---- Selected text

Published: 27 October 2010



Scientific research has provided evidence on benefits of well developed primary care systems. The relevance of some of this research for the European situation is limited.

There is currently a lack of up to date comprehensive and comparable information on variation in development of primary care, and a lack of knowledge of structures and strategies conducive to strengthening primary care in Europe. The EC funded project Primary Health Care Activity Monitor for Europe (PHAMEU) aims to fill this gap by developing a Primary Care Monitoring System (PC Monitor) for application in 31 European countries. This article describes the development of the indicators of the PC Monitor, which will make it possible to create an alternative model for holistic analyses of primary care.


A systematic review of the primary care literature published between 2003 and July 2008 was carried out. This resulted in an overview of: (1) the dimensions of primary care and their relevance to outcomes at (primary) health system level; (2) essential features per dimension; (3) applied indicators to measure the features of primary care dimensions. The indicators were evaluated by the project team against criteria of relevance, precision, flexibility, and discriminating power. The resulting indicator set was evaluated on its suitability for Europe-wide comparison of primary care systems by a panel of primary care experts from various European countries (representing a variety of primary care systems).

--------

Brief 1 |
Answer from the primary care article:
(a) In how many European countries is the PC Monitor meant to be applied?
(b) What period did the systematic literature review cover?
(c) Against which criteria did the project team evaluate the indicators?
Brief 2 |
According to the primary care article, why was the PHAMEU project set up to develop a Primary Care Monitoring System?
Brief 3 |
Continue the primary care article from its last sentence.
The listing has nothing to do with the primary care article.

---- Data

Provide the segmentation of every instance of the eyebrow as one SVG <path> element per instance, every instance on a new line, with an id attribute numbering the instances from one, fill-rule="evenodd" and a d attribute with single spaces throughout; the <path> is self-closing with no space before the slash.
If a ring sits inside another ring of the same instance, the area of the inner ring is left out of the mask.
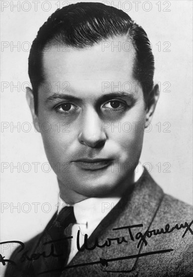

--------

Expected output 1 |
(a) 31 countries.
(b) Primary care literature published between 2003 and July 2008.
(c) Relevance, precision, flexibility, and discriminating power.

Expected output 2 |
There is currently a lack of up-to-date, comprehensive, and comparable information on variation in the development of primary care. There is also a lack of knowledge of structures and strategies that help strengthen primary care in Europe. PHAMEU aims to fill this gap.

Expected output 3 |
The developed PC Monitor approaches primary care in Europe as a multidimensional concept. It describes the key dimensions of primary care systems at three levels: structure, process, and outcome level. On structure level, it includes indicators for governance, economic conditions, and workforce development. On process level, indicators describe access, comprehensiveness, continuity, and coordination of primary care services. On outcome level, indicators reflect the quality, and efficiency of primary care.


A standardized instrument for describing and comparing primary care systems has been developed based on scientific evidence and consensus among an international panel of experts, which will be tested to all configurations of primary care in Europe, intended for producing comparable information. Widespread use of the instrument has the potential to improve the understanding of primary care delivery in different national contexts and thus to create opportunities for better decision making.